What you need to do
Output every entry exactly as written.

------------------------------------------------

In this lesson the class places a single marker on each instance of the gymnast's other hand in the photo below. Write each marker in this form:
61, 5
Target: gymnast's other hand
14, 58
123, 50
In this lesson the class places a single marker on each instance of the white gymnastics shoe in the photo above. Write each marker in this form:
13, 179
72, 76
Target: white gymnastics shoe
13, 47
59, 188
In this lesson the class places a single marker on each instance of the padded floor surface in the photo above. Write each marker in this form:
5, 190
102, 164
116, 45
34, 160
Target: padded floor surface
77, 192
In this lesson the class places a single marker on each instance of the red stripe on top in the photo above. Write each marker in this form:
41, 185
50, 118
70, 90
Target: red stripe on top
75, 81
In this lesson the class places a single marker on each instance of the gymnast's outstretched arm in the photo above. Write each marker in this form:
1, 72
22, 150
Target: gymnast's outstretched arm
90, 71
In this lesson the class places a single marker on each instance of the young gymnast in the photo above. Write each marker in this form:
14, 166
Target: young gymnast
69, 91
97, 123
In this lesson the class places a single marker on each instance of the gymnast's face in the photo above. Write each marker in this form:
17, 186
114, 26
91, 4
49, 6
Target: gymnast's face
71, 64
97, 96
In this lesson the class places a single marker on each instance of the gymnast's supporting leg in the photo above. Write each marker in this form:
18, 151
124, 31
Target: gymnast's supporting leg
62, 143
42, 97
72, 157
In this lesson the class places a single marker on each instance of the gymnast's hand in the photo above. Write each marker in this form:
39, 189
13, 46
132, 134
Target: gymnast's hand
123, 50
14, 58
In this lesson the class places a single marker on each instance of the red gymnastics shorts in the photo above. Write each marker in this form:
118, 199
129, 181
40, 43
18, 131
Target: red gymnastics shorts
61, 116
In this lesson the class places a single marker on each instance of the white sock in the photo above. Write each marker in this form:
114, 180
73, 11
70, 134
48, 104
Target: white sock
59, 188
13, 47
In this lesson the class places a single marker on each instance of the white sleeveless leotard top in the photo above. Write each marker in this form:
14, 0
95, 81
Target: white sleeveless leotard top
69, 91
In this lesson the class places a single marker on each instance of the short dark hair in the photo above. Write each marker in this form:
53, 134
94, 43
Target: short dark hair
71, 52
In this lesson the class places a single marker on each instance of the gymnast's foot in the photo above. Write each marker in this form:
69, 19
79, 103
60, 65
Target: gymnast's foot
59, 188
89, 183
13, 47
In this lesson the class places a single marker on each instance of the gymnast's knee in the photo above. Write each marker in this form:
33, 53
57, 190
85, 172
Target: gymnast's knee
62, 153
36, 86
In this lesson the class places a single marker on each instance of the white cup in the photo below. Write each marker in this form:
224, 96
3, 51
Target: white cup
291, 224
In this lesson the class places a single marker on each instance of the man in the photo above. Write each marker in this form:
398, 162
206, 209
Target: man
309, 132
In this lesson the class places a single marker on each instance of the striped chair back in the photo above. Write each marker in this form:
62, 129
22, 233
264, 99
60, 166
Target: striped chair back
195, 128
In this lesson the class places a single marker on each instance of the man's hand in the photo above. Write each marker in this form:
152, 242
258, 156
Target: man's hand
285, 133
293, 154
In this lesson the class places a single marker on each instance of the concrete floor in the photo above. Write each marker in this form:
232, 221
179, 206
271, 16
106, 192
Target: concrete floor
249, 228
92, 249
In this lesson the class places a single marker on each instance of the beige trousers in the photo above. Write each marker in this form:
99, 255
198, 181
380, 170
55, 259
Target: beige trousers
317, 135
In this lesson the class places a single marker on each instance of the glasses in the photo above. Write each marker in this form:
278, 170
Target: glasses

------------------------------------------------

Full output
In this lesson the class places a single marker on each instance of the gymnast's other hand in the photo below. Write each marker in this form:
61, 5
Target: gymnast's other hand
14, 58
123, 50
In this lesson the class places a single marker on each instance of the white gymnastics shoe in the photo above. Write each marker in this form:
13, 179
72, 76
Target: white gymnastics shoe
13, 47
59, 188
In this lesson the class places a single marker on each instance of the padded floor surface in the photo above. Write each marker in this form:
5, 190
102, 164
116, 45
34, 160
Target: padded floor surface
77, 192
In this lesson the class places a single marker on each instance of the red stripe on top in the photo above. Write each marker in this form:
41, 185
50, 118
70, 90
Target: red stripe on top
75, 81
In this lesson the class places a single marker on each instance of the gymnast's outstretched arm in the photo above. Write each marker in this form:
1, 72
22, 150
Target: gymnast's outstretched arm
90, 71
In this lesson the class places a single marker on each instance of the young gymnast in the photo above. Write each marker in this form:
14, 166
Target: young gymnast
69, 91
97, 123
In this lesson the class places a single marker on each instance of the gymnast's face in the photo above. Write each marker in this form:
17, 186
114, 26
91, 4
49, 6
Target: gymnast's face
71, 64
97, 96
In this lesson the class places a single marker on each instance of the gymnast's supporting leg in the photo above. Write each marker in this form:
18, 151
124, 31
Target: gymnast's supporting leg
62, 143
42, 97
72, 157
In this lesson the class places a single marker on each instance of the gymnast's hand in the photo above. Write each marker in this form:
39, 189
13, 46
132, 134
Target: gymnast's hand
123, 50
14, 58
In this lesson the class places a single marker on each instance of the red gymnastics shorts in the photo above. Write each marker in this form:
118, 199
129, 181
40, 43
18, 131
Target: red gymnastics shorts
61, 116
In this lesson the class places a single marker on each instance of the white sock in the photo above. Write each marker in this form:
114, 180
73, 11
70, 134
48, 104
Target: white sock
59, 188
13, 47
In this lesson the class places a single marker on each instance of the white sleeveless leotard top in the photo above. Write each marker in this form:
14, 0
95, 81
Target: white sleeveless leotard top
69, 91
In this lesson the class places a single marker on each instance of the short dark hair in the photo above. Write each marker in this form:
53, 134
94, 43
Target: short dark hair
71, 52
In this lesson the class places a single marker on each instance of the gymnast's foot in the photo above. Write each marker in this form:
69, 19
79, 103
60, 65
Target: gymnast's foot
59, 188
89, 183
13, 47
In this lesson the class places a single marker on each instance of the gymnast's knee in the photo above. Write each marker in this form:
33, 53
57, 190
85, 172
Target: gymnast's knee
62, 153
36, 86
In this lesson the class places a single marker on each instance of the white cup in the photo below. Write each marker in this form:
224, 96
3, 51
Target: white cup
291, 224
In this lesson the class places a single marker on each instance of the man in the photo above. Write each marker in this form:
398, 162
206, 209
Target: man
309, 132
In this lesson the class places a single marker on each instance of the striped chair back in the photo above. Write each marker in this form:
62, 129
22, 233
264, 99
60, 166
Target: striped chair back
195, 128
In this lesson the class places a single marker on each instance of the man's hand in the photo above. Write each marker in this form:
152, 242
258, 156
Target: man's hand
285, 133
293, 154
In this lesson the class places a single marker on each instance of the concrete floor in the photo above. Write each marker in this form:
232, 221
179, 206
271, 16
106, 192
Target: concrete floor
249, 228
92, 249
In this lesson the class places a single marker on each instance of the beige trousers in the photo above. Write each marker in this form:
99, 255
198, 181
380, 170
55, 259
Target: beige trousers
317, 135
In this lesson the class places a single marker on each instance of the glasses in the photo above. Write each marker in this form:
278, 170
Target: glasses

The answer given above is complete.